Extract to read:
>> Start

Heavy industries like steel, coal-fired power plants and cement production are energy and resource intensive, and they release enormous amounts of greenhouse gas into the atmosphere. To shrink the carbon footprint of some of the most widely used materials on the planet, we need to think about not only greening the energy that drives these sectors but also finding new ways to make the best use of the wastes they leave behind.
Steel mills produce about half a million tonnes of basic oxygen furnace slag a year, notes Apoorv Sinha, CEO of a Calgary-based Carbon Upcycling, a startup that’s developing methods to capture and recycle carbon emissions from industrial waste and turn it into low-carbon cement and other materials. “That product currently does not have a great use case.”
That’s something Sinha is working to fix.
A decade ago, Sinha set out to leverage chemistry to create new materials from upcycled industrial waste. It is, he acknowledges, a complicated proposition. Whatever he builds needs to work seamlessly with gigantic plants that have finely calibrated processes and specialized equipment that can’t be radically modified.
While the company works with a range of materials, Carbon Upcycling’s most promising technology involves capturing waste carbon and combining it with the by-products from steel plants and coal-fired generating stations to produce a cement additive. This fall, the company is starting construction on a facility at Ash Grove, a sprawling cement plant in Mississauga that’s owned by building products multinational CRH. Once it’s built, the company will start upcycling low-value industrial waste and carbon dioxide captured from Ash Grove’s own flue gas to concoct a low-carbon ingredient to the firm’s cement products — an elegant circular economy solution. By this time next year, the company aims to produce 100 tonnes of low-carbon cement a day, using slag from nearby steel plants or landfill sites.
The proximity, in fact, is key: “Our thesis is that we need to provide a hyper-local solution that works at the cement plant level,” says Sinha.
Carbon Upcycling is part of a rapidly growing industry of startups working on ways to decarbonize cement and concrete. It’s a goal shared by the global industry, says Sarah Petrevan, the vice president of industrial decarbonization and sustainability at the Cement Association of Canada. “It is imperative for our industry to find a way to achieve net-zero emissions in a real, transparent and credible way,” she says.
It is, however, a massive challenge. Worldwide, concrete production is responsible for a whopping 8 per cent of greenhouse gas emissions. In Canada, because of the country’s relatively small cement-making capacity and the fact that the energy used by cement plants in this country is cleaner, the figure is somewhat lower; in 2019 it accounted for 1.5 percent of the country’s emissions, roughly equivalent to the carbon emitted by 2.4 million vehicles.

>> End

Dataset content:
>> Start

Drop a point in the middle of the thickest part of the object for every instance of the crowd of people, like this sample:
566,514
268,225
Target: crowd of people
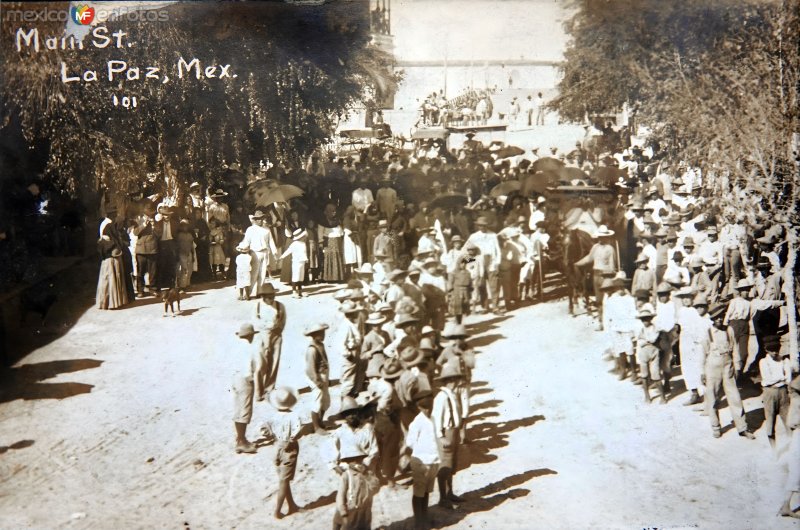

>> End

Exercises to complete:
a – Summarize the article on low-carbon cement in three sentences.
b – Turn the paragraph of the article on low-carbon cement that begins "While the company works with a range of materials" into a short bulleted list that keeps its main facts.
c – Write the next few paragraphs of the article on low-carbon cement, picking up after its final sentence.

Exercise results:
a – Heavy industries such as steel, coal-fired power and cement release enormous amounts of greenhouse gas, and shrinking their footprint means both greening their energy and making better use of their wastes. Carbon Upcycling, a Calgary-based startup, is starting construction on a facility at the Ash Grove cement plant in Mississauga that will combine captured carbon dioxide with industrial by-products such as steel slag to make a low-carbon cement ingredient. The company is one of many startups working to decarbonize cement and concrete, a massive challenge given that concrete production is responsible for 8 per cent of greenhouse gas emissions worldwide.

b –
- Carbon Upcycling's most promising technology combines captured waste carbon with by-products from steel plants and coal-fired generating stations to produce a cement additive.
- This fall, the company is starting construction on a facility at Ash Grove, a cement plant in Mississauga owned by CRH.
- Once built, the facility will upcycle low-value industrial waste and carbon dioxide captured from Ash Grove's own flue gas into a low-carbon ingredient for the firm's cement products.
- By this time next year, the company aims to produce 100 tonnes of low-carbon cement a day, using slag from nearby steel plants or landfill sites.

c –
The main culprit behind those emissions is Portland cement, the powdery substance that literally serves as the glue holding together most of the world’s buildings and roads. It’s made by heating up mined and crushed limestone — a.k.a. “clinker” — to extremely high temperatures. The process yields huge quantities of carbon dioxide, both from the chemical transformation of limestone and the energy used to generate the heat. Additional carbon is released by combining cement with sand, gravel and water to make concrete, and then shipping it from plants like Ash Grove to construction sites.
R. Douglas Hooton, a professor emeritus in the department of civil and mineral engineering at the University of Toronto and the NSERC/CAC Industrial Research Chair in Concrete Durability and Sustainability, notes that many cement companies are focusing decarbonization efforts in two key areas: energy and alternatives for clinker. To reduce their use of coal, many firms are using biofuels and waste fuels as well as natural gas for energy, he says. And to reduce the industry’s reliance on limestone, there are numerous startups and researchers pushing to find alternatives to limestone as a raw material as well as replacing part of the Portland cement with ground up glass, fly ash or basic oxygen furnace slag. While the use of cement replacement materials is common, many of these solutions are still at the pilot stage. But as Hooton notes, they’re “really valuable in moving the industry toward different low-carbon concrete solutions.”
Carbon Upcycling, which raised U.S.$26 million last year, including an equity stake from Ash Grove’s parent company CRH, has emerged as one of the firms closing in on large-scale solutions. Its new facility is expected to reduce the entire plant’s carbon intensity by 12,000 tonnes annually, says Richard Sluce, Ash Grove’s director of customer solutions. The low-carbon cement will be cost competitive with conventional cement, and the goal is to scale up the plant once this small-scale commercial run is working well. According to Apoorv, the facility will sequester 3,000 tonnes of CO2 each year, making it one of the world’s first commercial-scale carbon capture and utilization cement plants.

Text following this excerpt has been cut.